[What you need to do]
Repeat the entries exactly, keeping every line as it is.

:::

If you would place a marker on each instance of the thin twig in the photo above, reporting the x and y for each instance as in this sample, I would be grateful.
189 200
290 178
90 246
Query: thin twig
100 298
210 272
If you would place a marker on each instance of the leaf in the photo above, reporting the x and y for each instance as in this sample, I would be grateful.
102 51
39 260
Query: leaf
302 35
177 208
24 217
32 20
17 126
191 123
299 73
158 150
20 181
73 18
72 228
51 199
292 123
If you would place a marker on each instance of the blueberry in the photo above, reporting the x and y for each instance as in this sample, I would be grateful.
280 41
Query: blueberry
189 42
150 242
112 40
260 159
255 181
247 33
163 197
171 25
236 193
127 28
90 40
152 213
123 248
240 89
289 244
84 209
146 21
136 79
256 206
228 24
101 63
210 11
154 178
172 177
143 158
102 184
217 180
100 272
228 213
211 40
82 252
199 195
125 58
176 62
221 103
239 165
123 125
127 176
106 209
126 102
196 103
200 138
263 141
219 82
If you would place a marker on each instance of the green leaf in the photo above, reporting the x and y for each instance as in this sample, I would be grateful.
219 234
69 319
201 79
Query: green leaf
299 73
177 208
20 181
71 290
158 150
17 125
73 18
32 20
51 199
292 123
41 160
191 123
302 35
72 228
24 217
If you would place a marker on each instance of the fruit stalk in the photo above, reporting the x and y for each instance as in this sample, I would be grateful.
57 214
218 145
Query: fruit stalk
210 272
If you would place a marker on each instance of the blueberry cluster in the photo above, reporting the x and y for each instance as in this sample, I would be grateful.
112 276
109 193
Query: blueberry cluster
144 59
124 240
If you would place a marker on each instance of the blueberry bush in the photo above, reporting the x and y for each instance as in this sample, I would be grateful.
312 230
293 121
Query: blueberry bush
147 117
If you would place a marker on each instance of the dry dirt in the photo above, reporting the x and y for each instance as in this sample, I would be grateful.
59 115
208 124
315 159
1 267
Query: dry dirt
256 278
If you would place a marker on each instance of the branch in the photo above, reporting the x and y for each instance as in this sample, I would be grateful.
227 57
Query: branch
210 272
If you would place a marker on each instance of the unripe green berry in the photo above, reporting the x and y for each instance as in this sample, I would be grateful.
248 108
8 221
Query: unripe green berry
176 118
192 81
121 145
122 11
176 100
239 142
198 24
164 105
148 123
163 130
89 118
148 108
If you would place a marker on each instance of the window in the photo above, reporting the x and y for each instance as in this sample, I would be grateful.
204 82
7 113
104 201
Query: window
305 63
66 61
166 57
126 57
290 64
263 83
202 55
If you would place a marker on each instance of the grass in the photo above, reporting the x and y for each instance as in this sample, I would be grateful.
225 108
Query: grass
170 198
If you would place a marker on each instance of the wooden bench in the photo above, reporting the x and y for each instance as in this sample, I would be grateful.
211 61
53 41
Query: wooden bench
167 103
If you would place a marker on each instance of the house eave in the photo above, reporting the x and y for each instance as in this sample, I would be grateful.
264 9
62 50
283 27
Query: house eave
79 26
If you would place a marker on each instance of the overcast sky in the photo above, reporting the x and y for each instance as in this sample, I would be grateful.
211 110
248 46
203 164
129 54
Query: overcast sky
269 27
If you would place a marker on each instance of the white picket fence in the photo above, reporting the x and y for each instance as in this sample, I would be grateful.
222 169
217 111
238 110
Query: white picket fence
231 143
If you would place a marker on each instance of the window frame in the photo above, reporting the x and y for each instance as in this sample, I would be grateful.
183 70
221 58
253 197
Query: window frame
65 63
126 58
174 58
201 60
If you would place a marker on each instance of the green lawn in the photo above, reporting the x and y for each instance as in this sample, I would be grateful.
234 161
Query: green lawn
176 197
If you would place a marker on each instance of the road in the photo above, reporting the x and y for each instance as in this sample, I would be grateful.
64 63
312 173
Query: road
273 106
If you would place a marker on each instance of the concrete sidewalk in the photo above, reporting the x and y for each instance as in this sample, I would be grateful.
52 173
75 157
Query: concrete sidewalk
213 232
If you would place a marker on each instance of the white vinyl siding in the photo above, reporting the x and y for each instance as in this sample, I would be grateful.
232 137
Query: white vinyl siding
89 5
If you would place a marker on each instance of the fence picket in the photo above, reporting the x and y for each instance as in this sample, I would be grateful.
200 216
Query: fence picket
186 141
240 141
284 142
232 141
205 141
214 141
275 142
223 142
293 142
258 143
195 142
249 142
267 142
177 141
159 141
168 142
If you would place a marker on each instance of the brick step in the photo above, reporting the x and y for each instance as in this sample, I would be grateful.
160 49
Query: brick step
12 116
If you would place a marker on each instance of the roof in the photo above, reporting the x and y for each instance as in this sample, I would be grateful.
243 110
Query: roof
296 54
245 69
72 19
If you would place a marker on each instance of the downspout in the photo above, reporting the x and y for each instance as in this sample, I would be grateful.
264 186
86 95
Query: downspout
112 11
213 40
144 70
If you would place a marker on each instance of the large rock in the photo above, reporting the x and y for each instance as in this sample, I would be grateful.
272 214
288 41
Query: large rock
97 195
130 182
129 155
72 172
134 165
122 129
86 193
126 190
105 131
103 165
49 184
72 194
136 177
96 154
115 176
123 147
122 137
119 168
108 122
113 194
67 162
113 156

:::

[Task answer]
If you would place a marker on each instance of the thin twig in the photo above, reporting the x and y for each instance as in this sample, I would be grateful.
189 200
290 178
90 246
Query: thin twig
100 298
210 272
If you would place a marker on each instance of the leaf in the photo above, reporting the x and y for each instance as in this sample, I would be grateful.
102 51
39 260
Query: leaf
302 35
177 208
24 217
32 20
17 126
191 123
299 73
158 150
20 181
73 18
72 228
51 199
292 123
If you would place a marker on each instance of the blueberry in the photo above, reporting the x and y for each instance as in this sample, I would be grateful.
280 41
Query: blueberry
189 42
150 242
112 40
260 159
255 181
247 33
163 197
171 25
236 193
127 28
90 40
152 213
123 248
240 89
289 244
84 209
146 21
136 79
256 206
228 24
101 63
210 11
154 178
172 177
143 158
102 184
217 180
100 272
228 213
211 40
82 252
199 195
125 58
176 62
221 103
239 165
123 125
127 176
106 209
126 102
196 103
200 138
263 141
219 82
If you would place a marker on each instance of the green leaf in the photo above, reporting the x and y for each instance as in this sample, I would be grateful.
219 234
69 319
201 79
Query: green leaf
299 73
177 208
20 181
71 290
158 150
17 125
73 18
32 20
51 199
292 123
41 160
191 123
302 35
72 228
24 217
If you would place a marker on each instance of the fruit stalk in the photo above, reporting the x and y for each instance as in this sample, I would be grateful.
57 214
218 145
Query: fruit stalk
210 272
If you would place a marker on each instance of the blueberry cluster in the photo above, reporting the x and y for each instance as in this sample, I would be grateful.
112 276
109 193
Query: blueberry cluster
144 59
124 240
If you would place a marker on each instance of the blueberry bush in the photo above, reporting the x and y for each instance as in this sample, I would be grateful.
312 230
293 121
Query: blueberry bush
147 117
If you would place a marker on each instance of the dry dirt in the photo above, reporting the x and y for each instance as in this sample, I would be grateful.
59 115
208 124
315 159
1 267
Query: dry dirt
256 278
If you would place a marker on each instance of the branch in the photo above, reporting the x and y for each instance as in this sample, I would be grateful.
227 57
Query: branch
210 272
If you would place a marker on each instance of the unripe green berry in the photo above, reporting the x and y for each instance as in this sample, I would be grateful.
248 108
8 221
Query: unripe green berry
176 118
192 81
121 145
122 11
176 100
239 142
198 24
164 105
148 123
163 130
89 118
148 108
If you would place a marker on each instance of the window in the photo above, reporting the x and y for each instance as in this sample, I would be grateful.
204 82
7 113
104 201
Query: window
305 63
66 61
166 57
126 57
290 64
263 83
202 55
If you would place a marker on each instance of the grass in the photo above, reporting the x and y for each instance as in this sample, I would be grateful.
225 108
Query: grass
170 198
If you would place a marker on each instance of the wooden bench in the photo above, reporting the x and y for each instance as in this sample, I would be grateful.
211 61
53 41
Query: wooden bench
167 103
If you would place a marker on each instance of the house eave in the photo above, reporting the x and y for each instance as in this sample, I would be grateful.
264 9
62 50
283 27
Query: house eave
79 26
If you would place a marker on each instance of the overcast sky in the photo above, reporting the x and y for each instance as in this sample, I would be grateful.
211 110
248 46
203 164
129 54
Query: overcast sky
269 27
If you would place a marker on each instance of the white picket fence in the photo above, reporting the x and y for each instance as in this sample, I would be grateful.
222 169
217 111
238 110
Query: white picket fence
231 143
If you would place a marker on each instance of the window frame in the photo above, reporting the x and y for each instance as in this sample, I would be grateful.
183 70
221 58
253 197
Query: window frame
65 63
126 58
174 58
201 60
If you would place a marker on each instance of the green lawn in the photo above, reporting the x and y for each instance as in this sample, I would be grateful.
234 161
Query: green lawn
176 197
If you would place a marker on each instance of the road in the photo above, reporting the x and y for each instance as in this sample, I would be grateful.
64 63
312 173
Query: road
273 106
If you would place a marker on each instance of the concrete sidewalk in the photo above, reporting the x and y for each instance as in this sample, I would be grateful.
52 173
75 157
Query: concrete sidewalk
213 232
If you would place a marker on each instance of the white vinyl siding in the photo above, reporting the x and y for each instance as in this sample, I would be grateful.
232 137
Query: white vinyl siding
89 5
If you would place a marker on each instance of the fence picket in the photo above, reporting the x and y for each instance as in this sample, I would be grateful.
200 216
Query: fence picket
186 141
240 141
284 142
232 141
205 141
214 141
275 142
223 142
293 142
258 143
195 142
249 142
267 142
177 141
159 141
168 142
If you would place a marker on each instance of the brick step in the photo above, reporting the x and y for each instance as in this sample, I would be grateful.
160 49
Query: brick step
12 116
If you would place a marker on each instance of the roof in the photo above, reporting the x and y for each instance as in this sample, I would be grateful.
243 110
Query: roof
296 54
245 69
72 19
If you would place a marker on each instance of the downspout in the photo above, reporting the x and y for each instance as in this sample, I would be grateful.
264 186
86 95
Query: downspout
112 11
213 40
144 70
If you would place a marker on each instance of the large rock in the photo above, reporting the x and y for each instance as in this sample, I would be grateful.
272 214
288 41
Query: large rock
97 195
130 182
129 155
72 172
134 165
122 129
86 193
126 190
105 131
103 165
49 184
72 194
136 177
96 154
115 176
123 147
122 137
119 168
108 122
113 194
67 162
113 156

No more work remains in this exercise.